WHAT IS BEING ASKED
Would you print the records as they stand, down to the last character?

Stored items from a collection
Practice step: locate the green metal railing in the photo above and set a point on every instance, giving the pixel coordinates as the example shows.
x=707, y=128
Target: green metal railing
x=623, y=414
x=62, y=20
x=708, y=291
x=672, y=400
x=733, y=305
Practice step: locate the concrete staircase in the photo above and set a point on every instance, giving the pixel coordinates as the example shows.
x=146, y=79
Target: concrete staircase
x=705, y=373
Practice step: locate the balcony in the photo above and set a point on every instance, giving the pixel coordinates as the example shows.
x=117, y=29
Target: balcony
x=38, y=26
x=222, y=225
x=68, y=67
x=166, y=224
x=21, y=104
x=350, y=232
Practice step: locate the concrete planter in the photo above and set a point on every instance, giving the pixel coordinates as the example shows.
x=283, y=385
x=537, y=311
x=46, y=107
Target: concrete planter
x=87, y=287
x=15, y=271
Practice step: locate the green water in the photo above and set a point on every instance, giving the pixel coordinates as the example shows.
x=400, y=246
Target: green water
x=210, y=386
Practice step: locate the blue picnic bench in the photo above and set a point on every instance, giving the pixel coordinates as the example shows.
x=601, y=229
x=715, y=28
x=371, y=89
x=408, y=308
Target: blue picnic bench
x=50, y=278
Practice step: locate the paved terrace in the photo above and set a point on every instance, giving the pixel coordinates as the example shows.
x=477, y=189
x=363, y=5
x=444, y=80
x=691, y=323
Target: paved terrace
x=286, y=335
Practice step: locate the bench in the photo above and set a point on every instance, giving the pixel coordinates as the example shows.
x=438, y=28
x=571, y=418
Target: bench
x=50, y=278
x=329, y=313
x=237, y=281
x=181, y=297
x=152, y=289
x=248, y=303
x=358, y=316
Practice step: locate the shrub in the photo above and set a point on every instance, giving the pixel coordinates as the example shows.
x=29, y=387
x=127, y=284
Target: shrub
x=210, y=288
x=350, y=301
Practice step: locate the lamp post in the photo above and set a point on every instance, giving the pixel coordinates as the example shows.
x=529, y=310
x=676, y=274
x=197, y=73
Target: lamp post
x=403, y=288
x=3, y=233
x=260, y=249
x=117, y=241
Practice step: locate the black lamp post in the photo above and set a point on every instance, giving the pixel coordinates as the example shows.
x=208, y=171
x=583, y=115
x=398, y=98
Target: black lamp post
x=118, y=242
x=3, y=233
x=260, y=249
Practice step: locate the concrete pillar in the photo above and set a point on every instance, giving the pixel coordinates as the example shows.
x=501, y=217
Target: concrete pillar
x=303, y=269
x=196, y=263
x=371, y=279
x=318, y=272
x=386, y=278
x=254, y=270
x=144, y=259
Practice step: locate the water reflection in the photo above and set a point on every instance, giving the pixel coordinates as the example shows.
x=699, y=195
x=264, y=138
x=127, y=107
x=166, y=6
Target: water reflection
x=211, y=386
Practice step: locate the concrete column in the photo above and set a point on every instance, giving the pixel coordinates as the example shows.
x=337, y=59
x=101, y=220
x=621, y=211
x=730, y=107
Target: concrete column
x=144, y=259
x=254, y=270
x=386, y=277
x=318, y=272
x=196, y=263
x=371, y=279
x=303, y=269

REPLY
Practice step: locate the green metal railing in the photo above and set a point on every instance, giving the pixel coordinates as the example shows.
x=707, y=128
Target: green metal railing
x=623, y=414
x=62, y=20
x=708, y=291
x=672, y=400
x=733, y=305
Practice step: locate the concrete staircase in the photo above and set a point on every instance, giving the pixel coordinates as the example shows.
x=146, y=79
Target: concrete staircase
x=705, y=373
Practice step: locate the balcony in the photo above and set a point on every instance, giving the pixel coordinates as the example shows.
x=117, y=29
Target: balcony
x=38, y=26
x=222, y=225
x=68, y=67
x=166, y=224
x=21, y=104
x=350, y=232
Practice step: locate the concrete planter in the photo above and set a point on every instance, giving the pixel coordinates as the example shows.
x=283, y=385
x=537, y=311
x=46, y=107
Target: concrete planter
x=87, y=287
x=15, y=271
Practice step: locate the green water in the photo above and set a point on every instance, giving the pixel coordinates as the example shows.
x=400, y=246
Target: green water
x=210, y=386
Practice step: locate the blue picnic bench in the photo above and set a point on every instance, giving the pixel coordinates as the example shows.
x=601, y=229
x=715, y=28
x=371, y=89
x=408, y=308
Target: blue picnic bench
x=50, y=278
Practice step: locate the paved terrace in the photo above and set a point on every instance, giving the pixel coordinates as the example shows.
x=477, y=189
x=363, y=5
x=444, y=80
x=691, y=323
Target: paved terrace
x=286, y=335
Practice step: locate the bench in the photo above and set a point on every instance, giving the pixel coordinates as the example shows.
x=438, y=28
x=571, y=418
Target: bench
x=50, y=278
x=329, y=313
x=237, y=281
x=181, y=297
x=152, y=289
x=248, y=303
x=358, y=316
Practice step: locate the shrub in the photo above and set a point on every instance, giving the pixel coordinates as the example shows.
x=29, y=387
x=127, y=284
Target: shrub
x=210, y=288
x=350, y=301
Practice step: locate the lamp post in the photo above and set a point on every instance, giving the pixel coordinates as the example shows.
x=529, y=310
x=676, y=274
x=197, y=73
Target: lamp post
x=403, y=288
x=3, y=233
x=260, y=249
x=117, y=241
Practice step: locate the black lamp post in the photo above and set a point on every instance, giving the pixel coordinates as the example shows.
x=208, y=171
x=583, y=115
x=398, y=98
Target: black lamp post
x=118, y=242
x=3, y=233
x=260, y=249
Practice step: locate the concrete pillar in the photo above and set a point on every instance, giving the pixel coordinates as the example shows.
x=501, y=217
Target: concrete pillar
x=303, y=269
x=196, y=263
x=371, y=279
x=318, y=272
x=386, y=278
x=254, y=270
x=144, y=259
Practice step: locate the water reflection in the photo above and set a point on every instance, giving the pixel coordinates as the example shows.
x=699, y=195
x=264, y=138
x=127, y=107
x=166, y=6
Target: water reflection
x=211, y=386
Practice step: locate the concrete column in the photo above and set a point on every instance, giving the pixel coordinates as the example shows.
x=337, y=59
x=101, y=220
x=621, y=211
x=730, y=107
Target: concrete column
x=144, y=259
x=254, y=270
x=386, y=277
x=318, y=272
x=196, y=263
x=371, y=279
x=303, y=269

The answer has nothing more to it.